◆ **Questions to answer**
a) In the article on Florida's coronavirus supply headquarters, where were Gov. Ron DeSantis and senior administration officials on Wednesday?
b) Print everything in the article on Florida's coronavirus supply headquarters from "Florida’s battle against" down to "patients with COVID-19.".
c) Carry on the article on Florida's coronavirus supply headquarters from the point at which it stops.

◆ **Page extract**
- - -
Florida’s battle against coronavirus is getting a new supply headquarters downstate, for distribution of needed equipment to help grassroots health care efforts.
Gov. Ron DeSantis and senior administration officials were at the state logistics center in Orlando on Wednesday, to illustrate Florida’s preparation for what’s expected to be an increase in the number of patients with COVID-19.
“This is almost 200,000 square-feet. of climate-controlled warehouse space,” said DeSantis. “Also almost 20,000 square-feet of logistics and command-level operational offices, conference rooms, and support area.”
National Guard hurricane equipment and supplies were moved out of the facility to another location to accommodate shipments of health care items distributed statewide.
“This is going to be running 24/7; it’s been making a lot of deliveries around the state,” the governor said. “Today it’s going to be around-the-clock until we get on the other side of this. There will be employees here, non-stop. The National Guard has been great in assisting us with what we’re doing.”
- - -
◆ **Data for analysis**
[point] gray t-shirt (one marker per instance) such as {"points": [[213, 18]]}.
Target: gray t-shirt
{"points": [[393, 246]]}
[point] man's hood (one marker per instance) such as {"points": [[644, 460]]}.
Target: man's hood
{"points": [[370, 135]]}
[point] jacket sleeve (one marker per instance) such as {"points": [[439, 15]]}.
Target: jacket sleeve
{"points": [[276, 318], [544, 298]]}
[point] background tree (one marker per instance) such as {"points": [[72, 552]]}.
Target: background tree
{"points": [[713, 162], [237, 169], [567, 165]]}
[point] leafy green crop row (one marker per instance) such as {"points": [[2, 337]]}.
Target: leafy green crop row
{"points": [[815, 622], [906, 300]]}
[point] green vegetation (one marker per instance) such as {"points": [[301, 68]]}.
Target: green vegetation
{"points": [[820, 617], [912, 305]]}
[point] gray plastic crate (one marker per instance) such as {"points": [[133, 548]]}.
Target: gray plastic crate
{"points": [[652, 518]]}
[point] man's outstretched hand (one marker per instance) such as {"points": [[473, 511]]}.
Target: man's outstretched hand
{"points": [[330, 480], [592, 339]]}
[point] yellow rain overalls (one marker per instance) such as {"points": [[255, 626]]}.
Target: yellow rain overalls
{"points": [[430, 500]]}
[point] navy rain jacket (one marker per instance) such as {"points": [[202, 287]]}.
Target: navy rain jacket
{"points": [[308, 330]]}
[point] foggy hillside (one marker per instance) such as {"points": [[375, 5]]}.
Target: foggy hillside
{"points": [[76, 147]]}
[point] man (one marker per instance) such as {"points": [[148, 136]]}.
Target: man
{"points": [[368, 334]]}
- - -
◆ **Results of the tasks**
a) At the state logistics center in Orlando.

b)
Florida’s battle against coronavirus is getting a new supply headquarters downstate, for distribution of needed equipment to help grassroots health care efforts.
Gov. Ron DeSantis and senior administration officials were at the state logistics center in Orlando on Wednesday, to illustrate Florida’s preparation for what’s expected to be an increase in the number of patients with COVID-19.

c)
State Emergency Director Jared Moskowitz says because of preparations early in the DeSantis administration, the state could expand the logistical operation by expanding the team – investing in employees and awarding logistics contracts to ensure Florida would be a national priority.
“We are starting to really turn the tide, getting around the corner on getting this PPE [personal protective equipment] in, and getting it out rolling,” said Moskowitz. “We have over 5,000 mission requests and those are being filled on an ongoing basis in conjunction with our partners at Florida Health, making sure we’re serving the most critical needs first – in hospitals, nursing homes, ALFs [assisted living facilities], and first responders.”
The state has ordered 7.8 million N-95 masks; 2 million from the federal Strategic National Stockpile to fill the gaps until manufacturers and vendors can begin meeting the order. Other stuff is also on the way.
“You’re talking gowns, and gloves and booties and TYVEK suits,” Moskowitz said. “Two thousand ventilators we’ve orders, the 5,000 ventilators we’ve asked from the federal government. In the other room we have hospital beds that are coming in; we’ve ordered 3,000 of those. We’ve ordered 150 ICU beds.”
While the need is not yet to the point all of the materiel is needed, Moskowitz says they want to make sure the need will be filled. He added that many people still think of “emergency management” in Florida in terms of hurricane prep and response.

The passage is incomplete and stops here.